:: Record extracts ::
[Start of section]

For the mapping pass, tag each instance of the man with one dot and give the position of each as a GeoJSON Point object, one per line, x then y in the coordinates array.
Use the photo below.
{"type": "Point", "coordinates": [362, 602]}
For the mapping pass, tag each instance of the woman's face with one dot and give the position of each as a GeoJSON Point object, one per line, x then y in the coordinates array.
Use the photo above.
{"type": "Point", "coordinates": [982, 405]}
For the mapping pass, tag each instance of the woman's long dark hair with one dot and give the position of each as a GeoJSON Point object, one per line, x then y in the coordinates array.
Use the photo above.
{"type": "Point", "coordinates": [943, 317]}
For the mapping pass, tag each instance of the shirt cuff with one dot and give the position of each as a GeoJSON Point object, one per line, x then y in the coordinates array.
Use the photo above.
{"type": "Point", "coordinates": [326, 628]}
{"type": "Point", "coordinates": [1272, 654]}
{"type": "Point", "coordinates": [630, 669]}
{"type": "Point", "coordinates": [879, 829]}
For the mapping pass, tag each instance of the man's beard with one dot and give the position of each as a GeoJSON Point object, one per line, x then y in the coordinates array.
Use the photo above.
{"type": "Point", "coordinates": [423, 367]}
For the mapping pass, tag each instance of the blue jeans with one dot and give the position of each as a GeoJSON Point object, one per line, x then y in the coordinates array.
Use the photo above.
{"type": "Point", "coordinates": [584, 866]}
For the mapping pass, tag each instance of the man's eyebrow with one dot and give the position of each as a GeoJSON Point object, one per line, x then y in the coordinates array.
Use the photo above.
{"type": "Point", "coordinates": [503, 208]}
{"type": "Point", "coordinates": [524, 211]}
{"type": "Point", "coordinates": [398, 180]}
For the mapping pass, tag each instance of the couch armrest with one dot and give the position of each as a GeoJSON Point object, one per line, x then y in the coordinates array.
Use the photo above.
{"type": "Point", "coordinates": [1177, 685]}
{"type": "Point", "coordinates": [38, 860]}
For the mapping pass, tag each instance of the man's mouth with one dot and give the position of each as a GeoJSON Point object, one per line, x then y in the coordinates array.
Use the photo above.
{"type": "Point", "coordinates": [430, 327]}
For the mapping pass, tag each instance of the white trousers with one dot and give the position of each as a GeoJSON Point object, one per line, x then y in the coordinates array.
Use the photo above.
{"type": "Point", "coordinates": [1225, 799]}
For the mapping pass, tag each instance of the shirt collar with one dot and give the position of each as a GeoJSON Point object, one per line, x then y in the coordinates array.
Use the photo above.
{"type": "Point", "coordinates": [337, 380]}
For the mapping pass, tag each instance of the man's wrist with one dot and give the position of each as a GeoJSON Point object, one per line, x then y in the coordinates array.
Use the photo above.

[End of section]

:: Instructions to follow ::
Provide the count of lines holding the word "woman" in these entries, and no other words.

:: Result below ::
2